This study is not the first to incorporate aspects of LBP with deep networks; work in the remote sensing literature looked into using a two-stream strategy for designing a CNN, where texture-encoded images were used as an additional stream that is fused with a standard RGB image pathway \cite{anwer2018binary}. Work in computer vision illustrated that CNNs could be trained directly on LBP textural maps to achieve high levels of accuracy on face recognition tasks \cite{zhang2017face}. State-of-the-art work proposed the notion of local binary pattern \textit{networks}, which uses binary operations as opposed to convolutions, and illustrated its utility on optical character recognition tasks \cite{lin2019local}. 

To the best of our knowledge, however, our analysis is the first  to demonstrate that CNNs could be used directly on explicit LBP textural maps in the complex task of image segmentation of developing human brain tissues, and on neuroimaging datasets in general. By developing accurate tissue segmentation models on explicit textural maps, the work offers two contributions to the fields of neuroimaging and deep learning:
\begin{itemize}
\item Firstly, it takes a step towards understanding the role of visual texture when training deep segmentation CNNs on heterogeneous neuroimaging data of the developing brain; an important area of research that has not been previously explored.
\item Secondly, it contributes to the understanding of the inner workings of CNNs by showing empirical results that support the texture hypothesis, in line with recent findings on natural images. Evaluating these results suggests that CNNs do not necessarily require conventional images as input, and they may simply be capable of learning representations from well-structured spatial information.
\end{itemize}

In this regard, it is important to stress that our focus is not necessarily on improving segmentation accuracy using texture-encoding in this particular study, but rather to show that it is possible to achieve good performance using only texture-encoded maps as input to the CNNs for this complex neuroimage segmentation task.   

\section{Materials and Methods}
\subsection{Image acquisition and pre-processing} 
558 three-dimensional, T2-weighted MRI scans were obtained retrospectively from the publicly available \textit{Developing Human Connectome Project (dHCP)} neonatal cohort. Acquisition was carried out using a 3T Philips scanner and following a protocol described in \cite{Makropoulos2018TheReconstruction}. Data was available in NIfTI format. Normalization of gray-level intensities was carried out by ensuring zero-mean and unit-variance within each scan. The scans have associated tissue labels that were generated using an automated segmentation pipeline. The pipeline was specifically designed for neonatal brain MRI using the well-established \textit{Draw-EM} \cite{Makropoulos2014AutomaticBrain} framework and was discussed in \cite{Makropoulos2018TheReconstruction}. The labels were used as ground truth annotations and can be summarized as follows:
1. background (zero-intensity pixels), 2. cerebrospinal fluid (CSF), 3. cortical gray matter (cGM), 4. white matter (WM), 5. background bordering brain tissues, 6. ventricles, 7. cerebellum, 8. deep gray matter (dGM), 9. brainstem, and 10. hippocampus.

◆ **USING THE INFORMATION**
a - Answer these questions about the brain segmentation passage, one per line:
(i) How many MRI scans were obtained from the dHCP neonatal cohort?
(ii) What do local binary pattern networks use in place of convolutions?
(iii) What scanner was used for acquisition?
b - Transcribe the brain segmentation passage between "To the best" and "been previously explored.", inclusive.
c - Write the next part of the brain segmentation passage, starting after its final line.

◆ **DATASET CONTENT**

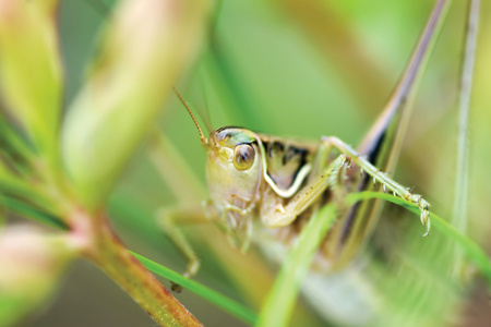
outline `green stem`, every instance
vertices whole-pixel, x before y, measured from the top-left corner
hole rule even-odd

◆ **SOLVED TASKS**
a -
(i) 558
(ii) Binary operations
(iii) A 3T Philips scanner

b -
To the best of our knowledge, however, our analysis is the first  to demonstrate that CNNs could be used directly on explicit LBP textural maps in the complex task of image segmentation of developing human brain tissues, and on neuroimaging datasets in general. By developing accurate tissue segmentation models on explicit textural maps, the work offers two contributions to the fields of neuroimaging and deep learning:
\begin{itemize}
\item Firstly, it takes a step towards understanding the role of visual texture when training deep segmentation CNNs on heterogeneous neuroimaging data of the developing brain; an important area of research that has not been previously explored.

c -
\subsection{Structuring the dataset}
Model-development set: 470 neonatal scans were included with the purpose of developing and optimizing models capable of segmenting developing brain tissues. Of the 470 scans, 450 were assigned for model training and 20 were used for validation throughout the training cycles. Subjects' postmenstrual age range was 24.7-42.1 weeks for the training data, and 27.6-42.2 weeks for the validation data. Held-out test set: 88 additional scans were completely held out from the model-development set; postmenstrual range was 24.3-42 weeks.

\subsection{Generating LBP texture maps}
In essence, the \textit{LBP} algorithm assumes that the visual texture of an image can be characterized using two complementary measures: local spatial patterns and gray-level contrast \cite{Pietikainen:2010}. \textit{LBP} is intensity invariant and computationally simple. It first considers the neighborhood of a given pixel of interest; variations in pixel intensities and positions then generate a systematic code that summarizes the local texture within the given pixel's neighborhood \cite{ojala2002multiresolution}. By computing a pixel-wise LBP code across the image a local-texture map can be produced, where every unit of the map is a representation of the spatial variation of intensities in the corresponding pixel's local neighborhood on the original image. The LBP code for a given pixel of interest can be formulated as:

\begin{equation}
LBP(x_{c},y_{c})=\displaystyle\sum\limits_{p=0}^{P-1} \emph{f}(i_{p}-i_{c})2^p,
\label{eq:LBPcode}
\end{equation}
\noindent where $P$ is the number of sampling points, $i_{c}$ is the gray-level intensity of the pixel of interest defined by coordinates ($x_{p}, y_{c}$), and $i_{p}$ is the gray-level intensity of the \textit{p}th surrounding pixel. The binary pattern $f(x)$ is straightforward to compute:
\\
\begin{equation}
f(x)  =
\left\lbrace \begin{array}{ccc}
1 & if & x\geq0 \\
0 & , & otherwise \\
\end{array}. \right.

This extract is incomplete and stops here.